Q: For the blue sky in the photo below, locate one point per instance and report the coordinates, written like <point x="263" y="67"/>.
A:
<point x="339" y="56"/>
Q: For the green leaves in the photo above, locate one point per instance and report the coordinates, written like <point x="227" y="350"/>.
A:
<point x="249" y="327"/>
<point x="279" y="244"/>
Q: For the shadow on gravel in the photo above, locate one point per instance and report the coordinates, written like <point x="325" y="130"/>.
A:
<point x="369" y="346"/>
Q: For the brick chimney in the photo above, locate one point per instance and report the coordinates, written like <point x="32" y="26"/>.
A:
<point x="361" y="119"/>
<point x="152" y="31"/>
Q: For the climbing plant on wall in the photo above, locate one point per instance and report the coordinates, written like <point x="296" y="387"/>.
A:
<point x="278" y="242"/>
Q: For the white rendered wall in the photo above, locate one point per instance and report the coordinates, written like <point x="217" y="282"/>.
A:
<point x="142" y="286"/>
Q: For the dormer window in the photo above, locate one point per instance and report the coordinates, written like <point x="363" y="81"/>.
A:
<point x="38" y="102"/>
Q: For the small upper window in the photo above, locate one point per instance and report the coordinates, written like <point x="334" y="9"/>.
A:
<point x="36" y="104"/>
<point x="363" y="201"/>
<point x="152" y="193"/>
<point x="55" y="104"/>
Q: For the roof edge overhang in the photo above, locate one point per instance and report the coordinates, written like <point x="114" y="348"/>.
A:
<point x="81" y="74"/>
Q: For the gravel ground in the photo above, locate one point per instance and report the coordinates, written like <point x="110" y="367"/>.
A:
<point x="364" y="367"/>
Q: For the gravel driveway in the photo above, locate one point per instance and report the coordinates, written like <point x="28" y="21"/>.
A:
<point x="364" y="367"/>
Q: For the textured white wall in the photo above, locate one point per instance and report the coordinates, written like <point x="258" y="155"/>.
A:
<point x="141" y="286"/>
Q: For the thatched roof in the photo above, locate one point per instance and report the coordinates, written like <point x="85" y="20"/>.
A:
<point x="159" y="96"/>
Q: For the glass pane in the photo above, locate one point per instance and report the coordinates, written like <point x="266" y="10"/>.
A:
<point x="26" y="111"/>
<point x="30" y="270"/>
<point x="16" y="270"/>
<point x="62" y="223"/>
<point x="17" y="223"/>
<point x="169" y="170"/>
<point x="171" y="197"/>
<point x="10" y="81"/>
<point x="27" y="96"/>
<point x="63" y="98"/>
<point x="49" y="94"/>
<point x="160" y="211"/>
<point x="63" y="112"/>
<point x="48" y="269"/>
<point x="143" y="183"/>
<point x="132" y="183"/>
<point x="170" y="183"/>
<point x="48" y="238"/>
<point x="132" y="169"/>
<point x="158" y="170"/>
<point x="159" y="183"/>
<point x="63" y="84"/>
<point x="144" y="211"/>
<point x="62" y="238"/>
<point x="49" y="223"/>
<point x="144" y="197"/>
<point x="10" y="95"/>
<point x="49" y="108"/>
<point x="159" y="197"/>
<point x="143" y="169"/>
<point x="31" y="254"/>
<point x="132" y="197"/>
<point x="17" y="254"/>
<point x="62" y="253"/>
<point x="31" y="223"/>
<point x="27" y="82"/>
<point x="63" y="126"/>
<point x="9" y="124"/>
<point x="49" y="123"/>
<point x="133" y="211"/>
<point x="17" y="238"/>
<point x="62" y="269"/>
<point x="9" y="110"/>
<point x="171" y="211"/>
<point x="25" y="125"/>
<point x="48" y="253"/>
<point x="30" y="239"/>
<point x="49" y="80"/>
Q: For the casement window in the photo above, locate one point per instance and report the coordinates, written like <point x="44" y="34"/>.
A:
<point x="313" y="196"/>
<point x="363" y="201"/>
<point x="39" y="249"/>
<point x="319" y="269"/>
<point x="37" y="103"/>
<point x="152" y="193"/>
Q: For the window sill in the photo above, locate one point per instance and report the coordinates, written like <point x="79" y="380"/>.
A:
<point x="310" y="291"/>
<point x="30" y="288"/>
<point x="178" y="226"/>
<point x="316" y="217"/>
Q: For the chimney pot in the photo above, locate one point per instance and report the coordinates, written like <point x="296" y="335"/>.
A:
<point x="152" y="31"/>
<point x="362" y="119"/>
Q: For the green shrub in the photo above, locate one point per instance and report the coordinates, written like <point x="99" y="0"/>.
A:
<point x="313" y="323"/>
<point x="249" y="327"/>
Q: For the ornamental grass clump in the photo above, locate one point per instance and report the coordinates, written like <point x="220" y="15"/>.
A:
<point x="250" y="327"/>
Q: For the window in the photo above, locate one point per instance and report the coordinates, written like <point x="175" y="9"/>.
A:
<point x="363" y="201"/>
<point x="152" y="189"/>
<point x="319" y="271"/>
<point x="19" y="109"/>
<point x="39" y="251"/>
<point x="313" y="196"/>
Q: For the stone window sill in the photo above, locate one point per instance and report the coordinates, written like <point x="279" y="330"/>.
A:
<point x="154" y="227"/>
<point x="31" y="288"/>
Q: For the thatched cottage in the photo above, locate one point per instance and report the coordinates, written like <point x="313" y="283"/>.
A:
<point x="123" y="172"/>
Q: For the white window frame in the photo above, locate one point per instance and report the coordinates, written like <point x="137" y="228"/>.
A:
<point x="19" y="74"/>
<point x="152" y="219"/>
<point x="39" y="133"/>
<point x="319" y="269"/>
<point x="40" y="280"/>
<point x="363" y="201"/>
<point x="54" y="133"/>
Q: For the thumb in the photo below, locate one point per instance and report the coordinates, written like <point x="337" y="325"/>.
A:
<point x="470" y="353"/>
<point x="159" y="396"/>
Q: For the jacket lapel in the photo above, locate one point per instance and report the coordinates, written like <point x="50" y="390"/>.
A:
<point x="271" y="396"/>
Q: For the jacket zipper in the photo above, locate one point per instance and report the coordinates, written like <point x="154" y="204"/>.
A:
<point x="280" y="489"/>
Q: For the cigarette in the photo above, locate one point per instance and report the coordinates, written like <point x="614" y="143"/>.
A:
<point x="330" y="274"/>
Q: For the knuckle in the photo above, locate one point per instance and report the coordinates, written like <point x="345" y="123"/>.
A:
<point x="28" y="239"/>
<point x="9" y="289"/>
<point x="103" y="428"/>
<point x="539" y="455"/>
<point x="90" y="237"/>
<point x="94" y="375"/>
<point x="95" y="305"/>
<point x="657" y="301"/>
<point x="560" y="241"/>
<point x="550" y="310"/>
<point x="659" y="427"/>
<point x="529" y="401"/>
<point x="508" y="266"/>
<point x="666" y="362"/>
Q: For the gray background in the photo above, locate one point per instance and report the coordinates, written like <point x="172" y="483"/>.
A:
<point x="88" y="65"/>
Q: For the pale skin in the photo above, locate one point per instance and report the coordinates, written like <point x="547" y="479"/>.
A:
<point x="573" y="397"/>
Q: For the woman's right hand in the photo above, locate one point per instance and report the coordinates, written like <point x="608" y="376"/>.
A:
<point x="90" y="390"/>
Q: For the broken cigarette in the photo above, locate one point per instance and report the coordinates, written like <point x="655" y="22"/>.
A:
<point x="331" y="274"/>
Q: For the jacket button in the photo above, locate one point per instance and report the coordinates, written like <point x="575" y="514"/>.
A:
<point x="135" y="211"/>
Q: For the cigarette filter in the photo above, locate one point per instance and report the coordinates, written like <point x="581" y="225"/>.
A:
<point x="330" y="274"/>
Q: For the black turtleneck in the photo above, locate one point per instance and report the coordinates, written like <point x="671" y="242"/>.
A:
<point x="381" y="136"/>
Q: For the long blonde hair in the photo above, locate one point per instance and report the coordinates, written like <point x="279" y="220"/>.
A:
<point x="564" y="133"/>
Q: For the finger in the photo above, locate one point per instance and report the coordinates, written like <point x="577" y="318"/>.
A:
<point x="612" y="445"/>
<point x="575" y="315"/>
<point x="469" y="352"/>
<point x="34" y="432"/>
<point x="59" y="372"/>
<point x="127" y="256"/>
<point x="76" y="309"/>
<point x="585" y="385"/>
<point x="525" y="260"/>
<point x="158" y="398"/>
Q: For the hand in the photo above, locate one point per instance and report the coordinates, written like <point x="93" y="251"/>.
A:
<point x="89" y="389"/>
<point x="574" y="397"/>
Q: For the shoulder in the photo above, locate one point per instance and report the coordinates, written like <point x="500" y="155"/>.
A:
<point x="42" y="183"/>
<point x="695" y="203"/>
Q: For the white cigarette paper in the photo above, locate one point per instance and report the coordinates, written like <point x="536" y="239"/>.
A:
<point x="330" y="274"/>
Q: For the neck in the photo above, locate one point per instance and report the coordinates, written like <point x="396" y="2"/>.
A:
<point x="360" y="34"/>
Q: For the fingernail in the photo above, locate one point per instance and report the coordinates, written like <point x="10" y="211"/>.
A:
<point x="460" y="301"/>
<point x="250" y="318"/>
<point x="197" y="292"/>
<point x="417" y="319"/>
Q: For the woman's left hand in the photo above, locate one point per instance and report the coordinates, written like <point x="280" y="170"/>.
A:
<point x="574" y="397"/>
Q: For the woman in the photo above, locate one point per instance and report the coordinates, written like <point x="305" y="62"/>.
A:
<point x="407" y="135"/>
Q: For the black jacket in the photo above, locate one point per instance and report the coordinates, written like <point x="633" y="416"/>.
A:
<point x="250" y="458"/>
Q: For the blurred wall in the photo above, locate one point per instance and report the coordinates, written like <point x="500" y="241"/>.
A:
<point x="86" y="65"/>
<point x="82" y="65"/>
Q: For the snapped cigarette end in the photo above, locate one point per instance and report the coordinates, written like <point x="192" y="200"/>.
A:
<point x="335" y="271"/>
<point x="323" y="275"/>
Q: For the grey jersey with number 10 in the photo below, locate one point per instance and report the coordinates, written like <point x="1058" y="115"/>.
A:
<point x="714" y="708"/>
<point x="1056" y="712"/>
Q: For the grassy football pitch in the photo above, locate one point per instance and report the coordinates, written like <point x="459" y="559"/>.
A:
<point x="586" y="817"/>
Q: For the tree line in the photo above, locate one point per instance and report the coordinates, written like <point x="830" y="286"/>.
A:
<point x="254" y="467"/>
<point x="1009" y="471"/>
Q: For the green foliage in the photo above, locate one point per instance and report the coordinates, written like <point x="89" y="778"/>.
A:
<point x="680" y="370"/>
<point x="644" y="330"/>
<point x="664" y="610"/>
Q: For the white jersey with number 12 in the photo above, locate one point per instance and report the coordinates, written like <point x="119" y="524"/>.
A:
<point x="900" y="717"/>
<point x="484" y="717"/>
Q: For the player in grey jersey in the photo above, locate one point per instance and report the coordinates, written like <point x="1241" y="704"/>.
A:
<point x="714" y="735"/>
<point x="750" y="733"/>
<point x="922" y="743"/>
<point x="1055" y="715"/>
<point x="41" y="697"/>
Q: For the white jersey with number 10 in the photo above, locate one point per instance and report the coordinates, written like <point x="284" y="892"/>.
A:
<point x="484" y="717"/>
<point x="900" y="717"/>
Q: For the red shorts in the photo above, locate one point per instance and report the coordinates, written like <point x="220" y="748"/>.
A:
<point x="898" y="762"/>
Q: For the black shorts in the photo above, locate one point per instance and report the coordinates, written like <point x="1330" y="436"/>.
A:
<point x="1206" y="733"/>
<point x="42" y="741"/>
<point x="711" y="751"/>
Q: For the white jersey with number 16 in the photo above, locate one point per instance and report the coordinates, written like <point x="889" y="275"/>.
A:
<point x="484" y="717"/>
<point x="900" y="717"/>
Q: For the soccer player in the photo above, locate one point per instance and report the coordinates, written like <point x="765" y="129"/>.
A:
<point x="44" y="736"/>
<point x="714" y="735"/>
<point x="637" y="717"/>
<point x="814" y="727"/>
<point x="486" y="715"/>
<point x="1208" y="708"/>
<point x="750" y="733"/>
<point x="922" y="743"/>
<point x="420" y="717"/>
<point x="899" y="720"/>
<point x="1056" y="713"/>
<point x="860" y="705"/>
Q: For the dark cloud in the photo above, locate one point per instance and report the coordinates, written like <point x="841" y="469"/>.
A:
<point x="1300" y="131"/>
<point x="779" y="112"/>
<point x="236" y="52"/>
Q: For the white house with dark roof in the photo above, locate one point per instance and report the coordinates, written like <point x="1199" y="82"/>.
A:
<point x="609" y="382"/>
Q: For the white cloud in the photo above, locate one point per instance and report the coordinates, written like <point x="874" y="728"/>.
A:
________________________________________
YOUR TASK ▸ Starting with the first line of the listing above, copy each line exactly until you have copied the line containing "Q: For the green leaves". Stop there.

SOLUTION TO THE EXERCISE ▸
Q: For the blue sky in the photo below, locate one point per instance and report the coordinates, written like <point x="263" y="67"/>.
A:
<point x="339" y="56"/>
Q: For the green leaves in the photo above, locate one point per instance and report the coordinates, written like <point x="227" y="350"/>.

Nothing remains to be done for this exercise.